**HOW TO COMPLETE THIS TASK:** Produce the same data once more, line for line.

**Stored records:**

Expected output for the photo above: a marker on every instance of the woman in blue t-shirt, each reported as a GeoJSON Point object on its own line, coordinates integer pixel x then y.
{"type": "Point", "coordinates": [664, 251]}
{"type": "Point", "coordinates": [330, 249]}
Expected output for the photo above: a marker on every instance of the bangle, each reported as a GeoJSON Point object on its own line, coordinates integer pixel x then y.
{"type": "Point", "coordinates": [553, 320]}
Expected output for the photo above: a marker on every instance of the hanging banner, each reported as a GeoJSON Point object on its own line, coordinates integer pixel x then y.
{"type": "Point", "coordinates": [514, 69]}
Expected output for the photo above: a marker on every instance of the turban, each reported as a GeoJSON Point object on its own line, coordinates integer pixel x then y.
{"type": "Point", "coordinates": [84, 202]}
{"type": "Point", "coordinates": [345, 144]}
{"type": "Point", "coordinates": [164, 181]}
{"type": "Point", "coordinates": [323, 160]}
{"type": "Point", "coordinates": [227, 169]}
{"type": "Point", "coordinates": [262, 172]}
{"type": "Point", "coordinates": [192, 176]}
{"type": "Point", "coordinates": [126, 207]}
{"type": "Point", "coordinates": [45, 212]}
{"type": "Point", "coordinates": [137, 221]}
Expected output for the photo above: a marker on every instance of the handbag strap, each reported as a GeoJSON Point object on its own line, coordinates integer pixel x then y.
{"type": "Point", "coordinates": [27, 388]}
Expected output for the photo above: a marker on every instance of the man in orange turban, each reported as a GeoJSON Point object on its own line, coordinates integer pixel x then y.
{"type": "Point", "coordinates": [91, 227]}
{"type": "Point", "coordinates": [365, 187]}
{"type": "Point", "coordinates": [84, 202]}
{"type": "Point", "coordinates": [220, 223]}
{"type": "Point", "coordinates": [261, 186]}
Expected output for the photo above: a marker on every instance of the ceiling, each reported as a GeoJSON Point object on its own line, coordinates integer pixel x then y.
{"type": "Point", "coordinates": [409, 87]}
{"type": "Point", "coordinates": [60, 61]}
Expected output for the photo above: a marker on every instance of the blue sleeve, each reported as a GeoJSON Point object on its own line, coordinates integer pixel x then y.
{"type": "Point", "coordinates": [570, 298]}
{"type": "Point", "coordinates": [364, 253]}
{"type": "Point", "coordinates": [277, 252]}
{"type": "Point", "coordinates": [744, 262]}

**FINISHED EXERCISE:**
Expected output for the photo above: a marker on every instance of the woman in blue t-shirt, each reported as a GeoJSON Point object on its own line, coordinates integer pixel x then y.
{"type": "Point", "coordinates": [664, 251]}
{"type": "Point", "coordinates": [330, 249]}
Expected output for the photo above: a marker on every instance of the bangle, each reported as a GeoJSON Point object on its own line, coordinates integer pixel x then y.
{"type": "Point", "coordinates": [553, 320]}
Expected output for the photo above: a marker on every instance of the hanging banner, each reported as a GeoJSON Point object on its own line, coordinates integer pixel x then y.
{"type": "Point", "coordinates": [514, 69]}
Expected output for the photo above: a marker on every instance of the turban, each reported as a GeoJSON Point object on its own line, coordinates integer pixel x then y.
{"type": "Point", "coordinates": [84, 202]}
{"type": "Point", "coordinates": [345, 144]}
{"type": "Point", "coordinates": [164, 181]}
{"type": "Point", "coordinates": [323, 160]}
{"type": "Point", "coordinates": [227, 169]}
{"type": "Point", "coordinates": [262, 172]}
{"type": "Point", "coordinates": [192, 176]}
{"type": "Point", "coordinates": [126, 207]}
{"type": "Point", "coordinates": [45, 212]}
{"type": "Point", "coordinates": [137, 221]}
Expected output for the photo above: a marker on every instance of the handbag strap, each reported as a GeoJSON Point object on its own line, coordinates integer pixel x then y.
{"type": "Point", "coordinates": [27, 388]}
Expected output for the photo above: a marker on every instance of the man in orange turban, each reported as a GeoJSON Point object on its own line, coordinates integer pixel x then y.
{"type": "Point", "coordinates": [91, 227]}
{"type": "Point", "coordinates": [365, 187]}
{"type": "Point", "coordinates": [84, 202]}
{"type": "Point", "coordinates": [220, 223]}
{"type": "Point", "coordinates": [261, 186]}
Expected output for the photo above: a marker on every instance of the ceiling, each reported as a GeoJSON Point object on its own line, coordinates integer pixel x then y.
{"type": "Point", "coordinates": [409, 87]}
{"type": "Point", "coordinates": [60, 61]}
Expected output for the photo above: a marker on every instance of the blue sleeve, each reported as a GeoJSON Point object on its own line, coordinates integer pixel x then y.
{"type": "Point", "coordinates": [570, 298]}
{"type": "Point", "coordinates": [364, 253]}
{"type": "Point", "coordinates": [277, 252]}
{"type": "Point", "coordinates": [744, 262]}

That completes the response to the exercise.